• **SET TASK**:
Copy out only the span from the line with "Where can you spot the stone" to the end of the data, both ends kept, word for word.

• **LISTING**:
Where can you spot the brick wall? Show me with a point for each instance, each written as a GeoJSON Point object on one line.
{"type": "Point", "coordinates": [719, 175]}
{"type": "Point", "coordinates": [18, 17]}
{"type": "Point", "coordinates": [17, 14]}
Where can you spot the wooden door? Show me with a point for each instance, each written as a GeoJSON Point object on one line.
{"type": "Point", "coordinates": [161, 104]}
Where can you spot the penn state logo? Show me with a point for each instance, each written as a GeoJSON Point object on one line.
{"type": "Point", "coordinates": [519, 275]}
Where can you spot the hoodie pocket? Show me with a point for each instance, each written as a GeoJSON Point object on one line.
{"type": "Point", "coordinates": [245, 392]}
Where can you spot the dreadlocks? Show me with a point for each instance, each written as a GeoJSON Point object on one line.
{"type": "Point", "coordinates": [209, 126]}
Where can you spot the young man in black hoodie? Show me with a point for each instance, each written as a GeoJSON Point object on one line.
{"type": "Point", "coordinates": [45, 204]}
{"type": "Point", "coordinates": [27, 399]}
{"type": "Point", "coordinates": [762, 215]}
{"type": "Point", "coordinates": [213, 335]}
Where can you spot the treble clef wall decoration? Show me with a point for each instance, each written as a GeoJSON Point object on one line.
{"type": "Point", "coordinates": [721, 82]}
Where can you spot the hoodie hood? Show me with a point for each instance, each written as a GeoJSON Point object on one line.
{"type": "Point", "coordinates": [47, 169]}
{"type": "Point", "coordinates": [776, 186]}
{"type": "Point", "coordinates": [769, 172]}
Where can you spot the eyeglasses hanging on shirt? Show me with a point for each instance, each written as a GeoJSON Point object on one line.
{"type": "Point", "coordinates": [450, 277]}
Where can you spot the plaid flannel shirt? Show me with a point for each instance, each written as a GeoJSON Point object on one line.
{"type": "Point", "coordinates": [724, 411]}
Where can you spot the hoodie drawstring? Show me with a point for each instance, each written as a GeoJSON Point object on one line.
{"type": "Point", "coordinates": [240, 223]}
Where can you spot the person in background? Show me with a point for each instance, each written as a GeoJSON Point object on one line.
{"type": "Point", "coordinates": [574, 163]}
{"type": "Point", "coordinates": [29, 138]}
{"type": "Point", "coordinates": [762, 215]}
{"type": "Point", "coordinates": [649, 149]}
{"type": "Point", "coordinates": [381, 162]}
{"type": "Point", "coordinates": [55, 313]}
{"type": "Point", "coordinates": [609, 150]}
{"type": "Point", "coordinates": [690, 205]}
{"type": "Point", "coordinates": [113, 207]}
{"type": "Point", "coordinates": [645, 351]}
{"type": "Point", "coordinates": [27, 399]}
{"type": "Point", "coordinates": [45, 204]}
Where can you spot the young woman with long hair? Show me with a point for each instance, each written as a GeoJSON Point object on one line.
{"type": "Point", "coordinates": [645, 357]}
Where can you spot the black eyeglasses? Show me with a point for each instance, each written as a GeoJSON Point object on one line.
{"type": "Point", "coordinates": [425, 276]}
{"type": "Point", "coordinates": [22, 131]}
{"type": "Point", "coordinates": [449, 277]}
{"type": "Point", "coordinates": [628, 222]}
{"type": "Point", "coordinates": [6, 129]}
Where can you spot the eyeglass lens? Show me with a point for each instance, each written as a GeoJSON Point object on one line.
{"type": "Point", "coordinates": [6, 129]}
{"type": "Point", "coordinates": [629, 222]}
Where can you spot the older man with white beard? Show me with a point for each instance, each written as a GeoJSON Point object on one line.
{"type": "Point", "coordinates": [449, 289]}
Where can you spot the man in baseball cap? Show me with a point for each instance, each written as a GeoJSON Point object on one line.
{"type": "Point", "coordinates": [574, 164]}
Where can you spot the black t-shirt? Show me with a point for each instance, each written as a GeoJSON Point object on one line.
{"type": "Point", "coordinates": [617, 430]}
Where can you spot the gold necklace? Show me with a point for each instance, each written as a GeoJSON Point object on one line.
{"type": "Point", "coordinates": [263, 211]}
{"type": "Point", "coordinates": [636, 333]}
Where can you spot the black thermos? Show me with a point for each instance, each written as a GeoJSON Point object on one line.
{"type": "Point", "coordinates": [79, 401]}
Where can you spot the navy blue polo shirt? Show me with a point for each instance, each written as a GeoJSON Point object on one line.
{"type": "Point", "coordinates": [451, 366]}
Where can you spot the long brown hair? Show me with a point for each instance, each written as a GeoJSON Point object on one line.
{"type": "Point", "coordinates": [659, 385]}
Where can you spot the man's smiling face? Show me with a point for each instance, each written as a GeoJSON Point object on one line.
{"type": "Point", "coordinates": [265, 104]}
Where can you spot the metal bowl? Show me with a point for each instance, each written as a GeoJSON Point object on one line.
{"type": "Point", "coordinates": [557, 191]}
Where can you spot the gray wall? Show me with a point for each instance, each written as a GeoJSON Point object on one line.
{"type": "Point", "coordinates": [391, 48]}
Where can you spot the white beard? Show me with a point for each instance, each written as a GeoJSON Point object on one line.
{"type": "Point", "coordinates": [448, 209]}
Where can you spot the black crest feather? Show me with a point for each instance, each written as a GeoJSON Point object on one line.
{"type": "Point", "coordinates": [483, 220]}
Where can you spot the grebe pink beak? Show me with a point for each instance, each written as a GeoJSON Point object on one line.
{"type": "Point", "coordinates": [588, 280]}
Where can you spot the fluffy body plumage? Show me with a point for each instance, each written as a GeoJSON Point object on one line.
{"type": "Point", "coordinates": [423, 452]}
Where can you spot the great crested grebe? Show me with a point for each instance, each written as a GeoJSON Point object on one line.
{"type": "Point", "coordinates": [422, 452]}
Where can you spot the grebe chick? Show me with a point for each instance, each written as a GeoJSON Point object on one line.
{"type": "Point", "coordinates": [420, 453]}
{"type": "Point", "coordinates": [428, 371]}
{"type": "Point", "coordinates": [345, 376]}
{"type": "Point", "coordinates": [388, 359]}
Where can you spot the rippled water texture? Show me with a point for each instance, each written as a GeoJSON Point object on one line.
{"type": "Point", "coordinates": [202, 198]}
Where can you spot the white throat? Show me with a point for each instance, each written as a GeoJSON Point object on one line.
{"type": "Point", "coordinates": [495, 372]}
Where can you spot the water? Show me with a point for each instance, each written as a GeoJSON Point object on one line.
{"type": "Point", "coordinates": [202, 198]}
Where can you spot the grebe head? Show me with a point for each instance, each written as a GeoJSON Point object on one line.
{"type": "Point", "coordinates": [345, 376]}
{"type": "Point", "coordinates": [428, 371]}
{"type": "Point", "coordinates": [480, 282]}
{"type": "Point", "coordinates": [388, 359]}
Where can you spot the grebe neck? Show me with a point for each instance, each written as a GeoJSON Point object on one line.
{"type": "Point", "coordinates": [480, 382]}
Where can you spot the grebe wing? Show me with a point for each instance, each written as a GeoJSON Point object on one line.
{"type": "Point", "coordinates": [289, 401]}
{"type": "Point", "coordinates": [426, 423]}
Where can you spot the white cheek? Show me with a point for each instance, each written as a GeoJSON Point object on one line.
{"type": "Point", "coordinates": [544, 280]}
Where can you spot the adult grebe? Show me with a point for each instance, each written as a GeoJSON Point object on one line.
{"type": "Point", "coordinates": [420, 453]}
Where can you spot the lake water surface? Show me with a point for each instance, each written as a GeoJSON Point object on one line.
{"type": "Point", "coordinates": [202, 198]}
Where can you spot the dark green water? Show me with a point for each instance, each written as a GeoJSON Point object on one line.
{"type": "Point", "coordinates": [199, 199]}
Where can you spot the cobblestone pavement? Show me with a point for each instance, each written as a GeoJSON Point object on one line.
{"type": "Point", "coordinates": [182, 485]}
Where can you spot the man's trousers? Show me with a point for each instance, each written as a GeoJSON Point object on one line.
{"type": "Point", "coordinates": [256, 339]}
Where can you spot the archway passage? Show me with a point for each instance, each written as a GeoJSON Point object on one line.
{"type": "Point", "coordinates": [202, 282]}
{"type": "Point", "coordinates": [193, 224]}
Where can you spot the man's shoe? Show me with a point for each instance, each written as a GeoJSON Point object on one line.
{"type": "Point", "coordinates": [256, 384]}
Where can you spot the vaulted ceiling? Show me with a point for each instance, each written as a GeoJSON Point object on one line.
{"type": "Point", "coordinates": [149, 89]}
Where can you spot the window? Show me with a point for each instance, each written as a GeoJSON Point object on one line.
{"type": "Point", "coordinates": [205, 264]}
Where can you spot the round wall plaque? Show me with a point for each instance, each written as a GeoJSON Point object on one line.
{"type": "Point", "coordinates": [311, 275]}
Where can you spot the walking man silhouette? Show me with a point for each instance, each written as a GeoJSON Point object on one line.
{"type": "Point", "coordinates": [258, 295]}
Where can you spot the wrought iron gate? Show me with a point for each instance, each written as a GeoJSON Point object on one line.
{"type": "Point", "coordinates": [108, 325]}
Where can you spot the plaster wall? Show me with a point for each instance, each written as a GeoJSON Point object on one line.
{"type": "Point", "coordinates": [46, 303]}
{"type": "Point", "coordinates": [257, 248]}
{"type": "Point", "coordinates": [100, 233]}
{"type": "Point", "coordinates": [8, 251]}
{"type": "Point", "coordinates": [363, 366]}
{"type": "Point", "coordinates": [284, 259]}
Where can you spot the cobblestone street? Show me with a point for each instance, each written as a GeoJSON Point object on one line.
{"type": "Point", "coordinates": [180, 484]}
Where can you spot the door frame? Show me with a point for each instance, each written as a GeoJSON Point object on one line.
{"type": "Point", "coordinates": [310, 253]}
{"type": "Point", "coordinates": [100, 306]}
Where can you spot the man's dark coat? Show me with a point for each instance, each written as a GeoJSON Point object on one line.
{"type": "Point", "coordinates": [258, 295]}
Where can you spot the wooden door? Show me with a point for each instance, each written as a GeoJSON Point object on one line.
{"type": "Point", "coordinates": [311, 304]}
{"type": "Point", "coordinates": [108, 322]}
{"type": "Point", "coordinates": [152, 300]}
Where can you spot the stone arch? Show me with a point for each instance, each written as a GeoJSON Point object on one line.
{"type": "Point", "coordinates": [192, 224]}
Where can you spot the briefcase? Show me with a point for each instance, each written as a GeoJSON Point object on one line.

• **TASK SOLUTION**:
Where can you spot the stone arch? Show me with a point for each instance, each written as a GeoJSON Point object on one line.
{"type": "Point", "coordinates": [192, 224]}
Where can you spot the briefcase? Show me with a point for each instance, each written as a GeoJSON Point object on one line.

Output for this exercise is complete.